Write out the conversation transcript below in full, word for word.

Extract provided:

-------

I don't want to log in. It's not a crunch
up supreme.

Speaker 1 (36:14):
It's a here.

Speaker 2 (36:14):
Here's the menu here?

Speaker 1 (36:17):
What is it called?

Speaker 2 (36:19):
Check it out?

Speaker 1 (36:22):
Specialties? It's definitely a specialty. Oh there it is the
cheesy Gordida crunch in all its beauty. Oh I love
cheesy Cordida crunches. I had eat? Or what is it from?

Speaker 2 (36:37):
I'm going to play it, Andrew, I'm going to play it.
Here's the intro. Yeah, you just been on strike? Yeah?
There it is? Ready?

Speaker 1 (36:49):
Is this?

Speaker 2 (36:49):
Who to what we? He's down on his luck, Andrew? Anyway?
So yeah, no one's working at the docks anymore, and
all the shipping containers are lined up at sea and

(37:10):
they can't get in. So I saw a story that
they said, like you're for the holidays. Yeah, if the
stuff is not in yet, it's not you're not getting
it this year. Like, if it's not the shipping container
hasn't arrived on land and in the port and it's
on the way, then that's it. You're not getting it
this year.

Speaker 1 (37:26):
Wow. So have you started Christmas shopping?

-------

Coordinate annotation entries:
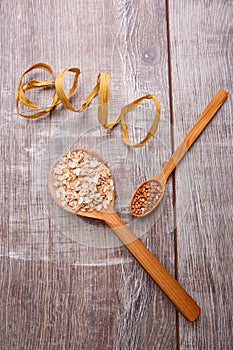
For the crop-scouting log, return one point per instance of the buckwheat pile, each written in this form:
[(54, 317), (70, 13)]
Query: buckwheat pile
[(82, 182)]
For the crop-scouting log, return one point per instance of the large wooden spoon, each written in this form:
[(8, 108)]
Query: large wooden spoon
[(177, 295), (150, 192)]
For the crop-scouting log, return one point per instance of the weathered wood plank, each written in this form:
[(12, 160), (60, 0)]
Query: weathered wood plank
[(200, 60), (56, 292)]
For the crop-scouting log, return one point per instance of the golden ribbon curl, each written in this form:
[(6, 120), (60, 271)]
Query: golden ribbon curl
[(101, 88)]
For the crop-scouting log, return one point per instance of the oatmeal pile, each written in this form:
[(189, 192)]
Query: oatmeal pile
[(82, 182)]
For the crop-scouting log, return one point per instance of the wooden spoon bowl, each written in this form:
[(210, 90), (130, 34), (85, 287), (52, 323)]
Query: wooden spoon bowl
[(173, 290), (143, 203)]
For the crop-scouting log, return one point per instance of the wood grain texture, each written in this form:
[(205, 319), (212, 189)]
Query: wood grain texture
[(200, 36), (52, 296)]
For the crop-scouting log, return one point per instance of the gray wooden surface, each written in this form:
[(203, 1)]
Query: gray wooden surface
[(58, 293)]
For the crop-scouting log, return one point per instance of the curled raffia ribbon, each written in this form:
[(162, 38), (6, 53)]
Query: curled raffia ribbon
[(101, 87)]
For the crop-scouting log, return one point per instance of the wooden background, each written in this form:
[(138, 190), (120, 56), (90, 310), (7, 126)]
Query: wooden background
[(181, 51)]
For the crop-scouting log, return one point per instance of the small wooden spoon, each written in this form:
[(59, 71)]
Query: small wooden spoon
[(150, 192), (177, 295)]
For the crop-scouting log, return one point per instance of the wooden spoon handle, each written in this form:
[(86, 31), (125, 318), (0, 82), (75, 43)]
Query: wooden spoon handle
[(195, 132), (173, 290)]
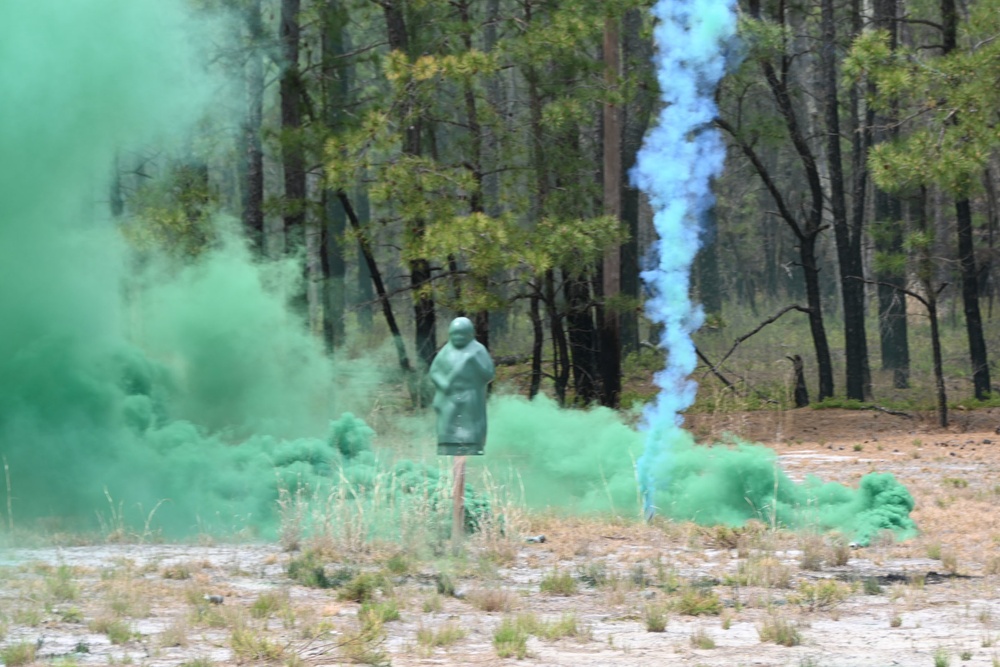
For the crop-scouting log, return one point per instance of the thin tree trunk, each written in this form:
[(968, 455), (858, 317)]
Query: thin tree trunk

-------

Solution for this exercise:
I don't want to log in. It's not a crunch
up supreme.

Speaker 1 (36:14):
It's a here.

Speaker 2 (36:14):
Here's the menu here?

Speaker 1 (36:17):
What is it called?

Speaker 2 (36:19):
Check it out?

Speaker 1 (36:22):
Specialties? It's definitely a specialty. Oh there it is the
cheesy Gordida crunch in all its beauty. Oh I love
cheesy Cordida crunches. I had eat? Or what is it from?

Speaker 2 (36:37):
I'm going to play it, Andrew, I'm going to play it.
Here's the intro. Yeah, you just been on strike? Yeah?
There it is? Ready?

Speaker 1 (36:49):
Is this?

Speaker 2 (36:49):
Who to what we? He's down on his luck, Andrew? Anyway?
So yeah, no one's working at the docks anymore, and
all the shipping containers are lined up at sea and

(37:10):
they can't get in. So I saw a story that
they said, like you're for the holidays. Yeah, if the
stuff is not in yet, it's not you're not getting
it this year. Like, if it's not the shipping container
hasn't arrived on land and in the port and it's
on the way, then that's it. You're not getting it
this year.

Speaker 1 (37:26):
Wow. So have you started Christmas shopping?